▶ The problem: Return each line of the material that contains the word "Mark", matching its case exactly.

===== Extracted information =====

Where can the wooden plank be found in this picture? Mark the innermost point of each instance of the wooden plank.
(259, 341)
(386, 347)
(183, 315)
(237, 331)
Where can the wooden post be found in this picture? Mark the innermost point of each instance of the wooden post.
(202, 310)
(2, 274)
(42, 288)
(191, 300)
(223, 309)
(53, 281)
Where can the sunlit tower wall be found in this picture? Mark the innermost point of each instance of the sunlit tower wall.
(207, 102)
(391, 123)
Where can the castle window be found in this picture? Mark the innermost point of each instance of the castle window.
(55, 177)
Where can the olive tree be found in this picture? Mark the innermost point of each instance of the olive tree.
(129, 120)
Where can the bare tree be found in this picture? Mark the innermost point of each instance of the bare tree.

=====
===== Extracted information =====

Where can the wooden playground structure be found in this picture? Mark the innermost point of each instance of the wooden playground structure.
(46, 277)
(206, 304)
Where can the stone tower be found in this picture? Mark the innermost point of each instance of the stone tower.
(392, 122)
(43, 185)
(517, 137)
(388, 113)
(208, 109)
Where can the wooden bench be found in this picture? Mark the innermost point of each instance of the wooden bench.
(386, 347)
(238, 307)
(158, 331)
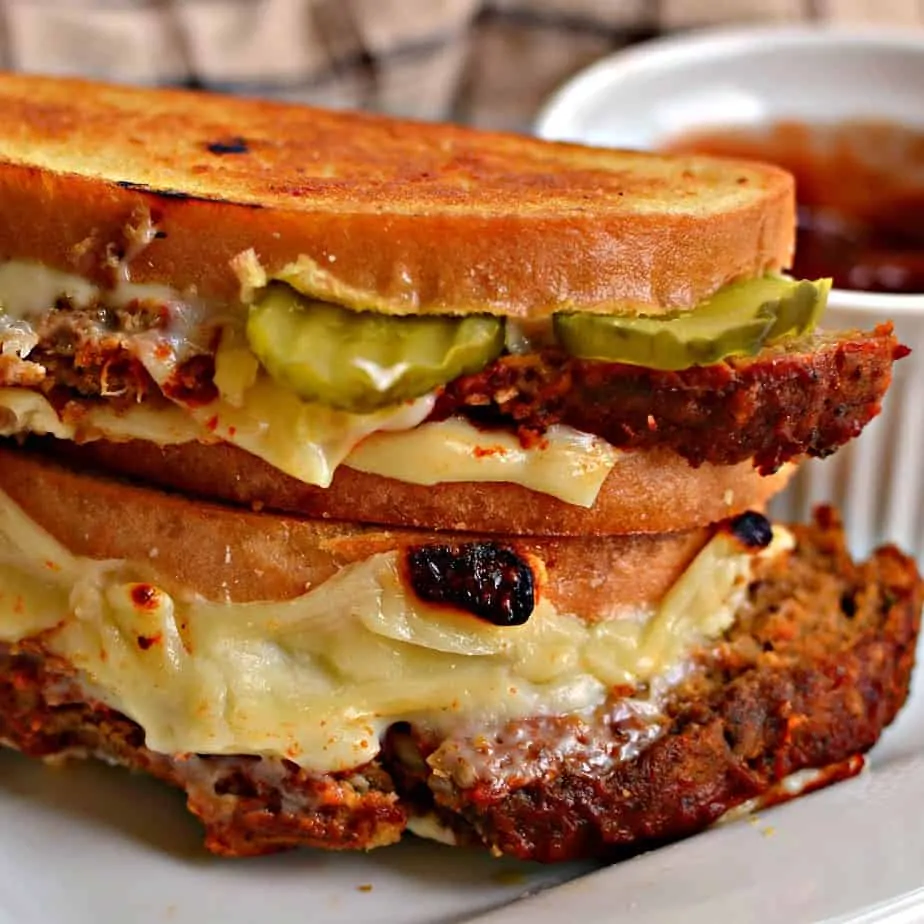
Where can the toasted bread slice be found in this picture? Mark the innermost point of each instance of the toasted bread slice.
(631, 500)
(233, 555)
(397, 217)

=====

▶ Solution to the problem:
Where can the wooden plank be found in this picture? Mark the innermost point of each instance of the wooden plank.
Where can the wooden post be found in this picture? Mark the innermost point of each instance of the wooden post.
Where can the sunlit tower wall be found in this picture? Mark the innermost point of each instance of the sunlit tower wall.
Where can the castle window be found in this picture? Mark the innermost point of each instance of the castle window.
Where can the olive tree be found in this picture? Mark the innermost point of each instance of the olive tree.
Where can the bare tree be found in this picture? Mark the innermost point of each instance of the bare tree.
Where can the wooden playground structure be found in this picture? Mark the innermost point of each instance of the wooden playground structure.
Where can the stone tower be found in this picture? Mark the innermost point of each instance of the stone tower.
Where can the wooden bench be found in this picture? Mark the innermost point of each instance of the wooden bench.
Where can the toasted bread slice be found in this picture? Mark the innermost point of each instance of the toasted bread slice.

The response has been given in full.